* start *

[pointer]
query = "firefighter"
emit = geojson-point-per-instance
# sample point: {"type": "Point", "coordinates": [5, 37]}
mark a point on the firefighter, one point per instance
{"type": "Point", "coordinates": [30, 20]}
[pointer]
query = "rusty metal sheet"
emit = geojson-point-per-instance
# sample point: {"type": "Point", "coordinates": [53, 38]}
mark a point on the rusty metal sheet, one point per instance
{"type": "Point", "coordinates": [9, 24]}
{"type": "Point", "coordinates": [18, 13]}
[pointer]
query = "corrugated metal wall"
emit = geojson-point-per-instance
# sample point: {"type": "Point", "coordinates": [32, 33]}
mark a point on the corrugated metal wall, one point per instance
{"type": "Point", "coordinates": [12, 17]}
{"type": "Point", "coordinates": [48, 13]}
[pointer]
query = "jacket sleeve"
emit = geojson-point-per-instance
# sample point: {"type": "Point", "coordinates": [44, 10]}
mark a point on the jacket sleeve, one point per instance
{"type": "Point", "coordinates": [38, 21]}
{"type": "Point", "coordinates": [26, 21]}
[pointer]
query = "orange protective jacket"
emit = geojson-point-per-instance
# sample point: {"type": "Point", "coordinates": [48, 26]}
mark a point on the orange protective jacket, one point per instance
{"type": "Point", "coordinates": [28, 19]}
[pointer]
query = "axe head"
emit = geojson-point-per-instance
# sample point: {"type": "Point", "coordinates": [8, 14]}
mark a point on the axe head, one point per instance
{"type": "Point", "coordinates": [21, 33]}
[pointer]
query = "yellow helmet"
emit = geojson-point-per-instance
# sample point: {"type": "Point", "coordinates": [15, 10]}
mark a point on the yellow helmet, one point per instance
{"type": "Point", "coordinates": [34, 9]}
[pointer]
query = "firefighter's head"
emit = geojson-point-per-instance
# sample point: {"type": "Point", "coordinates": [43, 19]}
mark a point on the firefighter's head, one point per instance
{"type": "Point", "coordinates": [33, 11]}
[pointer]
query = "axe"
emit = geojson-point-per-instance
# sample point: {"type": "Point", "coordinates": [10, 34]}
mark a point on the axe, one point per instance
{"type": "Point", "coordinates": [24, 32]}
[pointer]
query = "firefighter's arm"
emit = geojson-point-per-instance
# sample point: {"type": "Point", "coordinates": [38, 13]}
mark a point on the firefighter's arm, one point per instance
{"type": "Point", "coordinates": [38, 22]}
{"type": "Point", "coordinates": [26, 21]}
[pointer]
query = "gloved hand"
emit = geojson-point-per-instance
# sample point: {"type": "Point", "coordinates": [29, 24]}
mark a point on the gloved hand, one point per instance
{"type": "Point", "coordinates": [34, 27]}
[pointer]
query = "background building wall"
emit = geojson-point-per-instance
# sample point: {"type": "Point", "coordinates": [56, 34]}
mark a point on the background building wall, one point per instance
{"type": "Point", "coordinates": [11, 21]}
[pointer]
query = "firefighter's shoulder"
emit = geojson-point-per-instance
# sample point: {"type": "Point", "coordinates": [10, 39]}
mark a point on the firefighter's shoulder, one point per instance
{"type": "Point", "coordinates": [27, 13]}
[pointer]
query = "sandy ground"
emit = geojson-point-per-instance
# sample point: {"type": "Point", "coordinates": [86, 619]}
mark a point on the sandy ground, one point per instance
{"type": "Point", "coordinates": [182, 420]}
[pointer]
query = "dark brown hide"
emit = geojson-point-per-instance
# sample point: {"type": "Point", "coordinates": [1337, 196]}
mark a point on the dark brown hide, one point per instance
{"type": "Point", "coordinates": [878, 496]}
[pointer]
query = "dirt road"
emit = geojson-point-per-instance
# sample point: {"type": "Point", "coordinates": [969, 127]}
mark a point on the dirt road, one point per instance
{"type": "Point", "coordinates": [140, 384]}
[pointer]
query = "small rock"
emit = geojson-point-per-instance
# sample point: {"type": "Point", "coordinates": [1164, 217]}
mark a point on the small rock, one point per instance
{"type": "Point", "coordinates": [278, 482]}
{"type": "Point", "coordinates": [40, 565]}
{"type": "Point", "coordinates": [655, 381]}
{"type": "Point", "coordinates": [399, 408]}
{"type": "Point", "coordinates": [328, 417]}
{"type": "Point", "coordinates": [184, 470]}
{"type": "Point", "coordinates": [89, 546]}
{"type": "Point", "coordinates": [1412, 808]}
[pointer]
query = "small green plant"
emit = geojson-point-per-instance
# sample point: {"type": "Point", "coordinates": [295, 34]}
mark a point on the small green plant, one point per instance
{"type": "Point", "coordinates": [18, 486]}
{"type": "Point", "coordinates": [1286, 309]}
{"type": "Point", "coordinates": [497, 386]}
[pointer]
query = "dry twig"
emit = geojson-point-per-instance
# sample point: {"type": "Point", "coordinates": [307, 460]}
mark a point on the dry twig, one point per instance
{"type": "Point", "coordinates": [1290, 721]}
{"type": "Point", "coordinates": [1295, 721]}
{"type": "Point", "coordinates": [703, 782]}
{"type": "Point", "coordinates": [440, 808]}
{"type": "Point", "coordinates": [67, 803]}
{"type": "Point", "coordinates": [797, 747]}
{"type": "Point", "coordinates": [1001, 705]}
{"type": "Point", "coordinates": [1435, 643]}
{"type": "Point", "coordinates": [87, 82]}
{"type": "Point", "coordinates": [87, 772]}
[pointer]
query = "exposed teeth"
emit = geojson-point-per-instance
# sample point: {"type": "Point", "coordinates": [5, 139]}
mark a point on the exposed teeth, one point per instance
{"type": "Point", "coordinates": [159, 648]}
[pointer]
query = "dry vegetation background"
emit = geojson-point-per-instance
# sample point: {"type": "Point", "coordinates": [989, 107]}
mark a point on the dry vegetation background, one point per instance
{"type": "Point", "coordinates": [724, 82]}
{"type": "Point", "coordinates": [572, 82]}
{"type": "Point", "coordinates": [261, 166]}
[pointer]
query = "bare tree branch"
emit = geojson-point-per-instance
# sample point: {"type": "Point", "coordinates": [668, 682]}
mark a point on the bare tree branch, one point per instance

* end *

Write down every line of the data exactly as it appears above.

[pointer]
query = "firefighter"
emit = geojson-point-per-instance
# sample point: {"type": "Point", "coordinates": [5, 37]}
mark a point on the firefighter, one point per instance
{"type": "Point", "coordinates": [30, 20]}
[pointer]
query = "rusty metal sheet"
emit = geojson-point-per-instance
# sample point: {"type": "Point", "coordinates": [53, 38]}
mark a point on the rusty metal sheet, one point per instance
{"type": "Point", "coordinates": [9, 24]}
{"type": "Point", "coordinates": [18, 13]}
[pointer]
query = "corrugated metal wall"
emit = geojson-point-per-instance
# sample point: {"type": "Point", "coordinates": [32, 33]}
mark a point on the corrugated metal wall, one point per instance
{"type": "Point", "coordinates": [12, 17]}
{"type": "Point", "coordinates": [48, 13]}
[pointer]
query = "jacket sleeve"
emit = geojson-point-per-instance
# sample point: {"type": "Point", "coordinates": [44, 10]}
mark a point on the jacket sleeve, one point per instance
{"type": "Point", "coordinates": [38, 21]}
{"type": "Point", "coordinates": [26, 21]}
[pointer]
query = "orange protective jacket"
emit = geojson-point-per-instance
# sample point: {"type": "Point", "coordinates": [48, 26]}
mark a point on the orange protective jacket, one point per instance
{"type": "Point", "coordinates": [28, 19]}
[pointer]
query = "axe head"
emit = geojson-point-per-instance
# sample point: {"type": "Point", "coordinates": [8, 14]}
mark a point on the axe head, one point per instance
{"type": "Point", "coordinates": [21, 33]}
[pointer]
query = "yellow helmet"
emit = geojson-point-per-instance
# sample point: {"type": "Point", "coordinates": [15, 10]}
mark a point on the yellow helmet, one point per instance
{"type": "Point", "coordinates": [34, 9]}
[pointer]
query = "firefighter's head"
emit = geojson-point-per-instance
# sample point: {"type": "Point", "coordinates": [43, 19]}
mark a point on the firefighter's head, one point per instance
{"type": "Point", "coordinates": [33, 11]}
[pointer]
query = "axe"
emit = geojson-point-per-instance
# sample point: {"type": "Point", "coordinates": [10, 34]}
mark a point on the axe, one point per instance
{"type": "Point", "coordinates": [24, 32]}
[pointer]
query = "firefighter's arm"
emit = geojson-point-per-instance
# sample point: {"type": "Point", "coordinates": [38, 13]}
mark a point on the firefighter's arm, one point per instance
{"type": "Point", "coordinates": [38, 22]}
{"type": "Point", "coordinates": [26, 21]}
[pointer]
query = "gloved hand"
emit = geojson-point-per-instance
# sample point: {"type": "Point", "coordinates": [29, 24]}
mark a point on the gloved hand, one point per instance
{"type": "Point", "coordinates": [34, 27]}
[pointer]
query = "background building wall"
emit = geojson-point-per-instance
# sample point: {"type": "Point", "coordinates": [56, 34]}
mark a point on the background building wall, one point per instance
{"type": "Point", "coordinates": [11, 21]}
[pointer]
query = "firefighter's shoulder"
emit = geojson-point-per-instance
# sample point: {"type": "Point", "coordinates": [10, 39]}
mark a point on the firefighter's shoulder, one point per instance
{"type": "Point", "coordinates": [27, 13]}
[pointer]
query = "sandy ground"
emit = geojson-point-per-instance
# sample point: {"type": "Point", "coordinates": [86, 619]}
mark a point on the sandy ground, one point per instance
{"type": "Point", "coordinates": [182, 420]}
[pointer]
query = "dark brown hide"
emit = geojson-point-per-instance
# sample point: {"type": "Point", "coordinates": [1337, 196]}
mark a point on the dark brown hide, one point per instance
{"type": "Point", "coordinates": [878, 496]}
[pointer]
query = "dirt road"
emit = geojson-point-per-instance
# sample point: {"type": "Point", "coordinates": [969, 127]}
mark a point on the dirt road, one point per instance
{"type": "Point", "coordinates": [140, 384]}
[pointer]
query = "small rock"
emit = geojson-point-per-instance
# sample point: {"type": "Point", "coordinates": [1164, 217]}
mark a point on the small rock, one point per instance
{"type": "Point", "coordinates": [278, 482]}
{"type": "Point", "coordinates": [40, 565]}
{"type": "Point", "coordinates": [655, 381]}
{"type": "Point", "coordinates": [399, 408]}
{"type": "Point", "coordinates": [328, 417]}
{"type": "Point", "coordinates": [184, 470]}
{"type": "Point", "coordinates": [89, 546]}
{"type": "Point", "coordinates": [1412, 808]}
[pointer]
query = "small green plant"
emit = geojson-point-per-instance
# sample point: {"type": "Point", "coordinates": [295, 34]}
mark a point on the small green plant, one point per instance
{"type": "Point", "coordinates": [18, 486]}
{"type": "Point", "coordinates": [1286, 309]}
{"type": "Point", "coordinates": [497, 386]}
[pointer]
query = "dry twig"
emit = geojson-point-per-instance
# sample point: {"type": "Point", "coordinates": [307, 460]}
mark a point on the dry twig, one point per instance
{"type": "Point", "coordinates": [1290, 721]}
{"type": "Point", "coordinates": [1295, 721]}
{"type": "Point", "coordinates": [703, 782]}
{"type": "Point", "coordinates": [440, 808]}
{"type": "Point", "coordinates": [67, 803]}
{"type": "Point", "coordinates": [797, 747]}
{"type": "Point", "coordinates": [1001, 705]}
{"type": "Point", "coordinates": [1435, 643]}
{"type": "Point", "coordinates": [87, 82]}
{"type": "Point", "coordinates": [87, 772]}
[pointer]
query = "exposed teeth"
emit = geojson-point-per-instance
# sample point: {"type": "Point", "coordinates": [5, 139]}
mark a point on the exposed teeth, one point per instance
{"type": "Point", "coordinates": [159, 648]}
[pointer]
query = "dry vegetation background"
emit = geojson-point-per-instance
# sample point: {"type": "Point", "coordinates": [989, 107]}
mark a point on the dry vegetation background, one point per instance
{"type": "Point", "coordinates": [724, 82]}
{"type": "Point", "coordinates": [572, 82]}
{"type": "Point", "coordinates": [261, 166]}
[pointer]
query = "bare tree branch"
emit = geojson-point-per-instance
# sample point: {"type": "Point", "coordinates": [668, 682]}
mark a point on the bare tree branch, one point per instance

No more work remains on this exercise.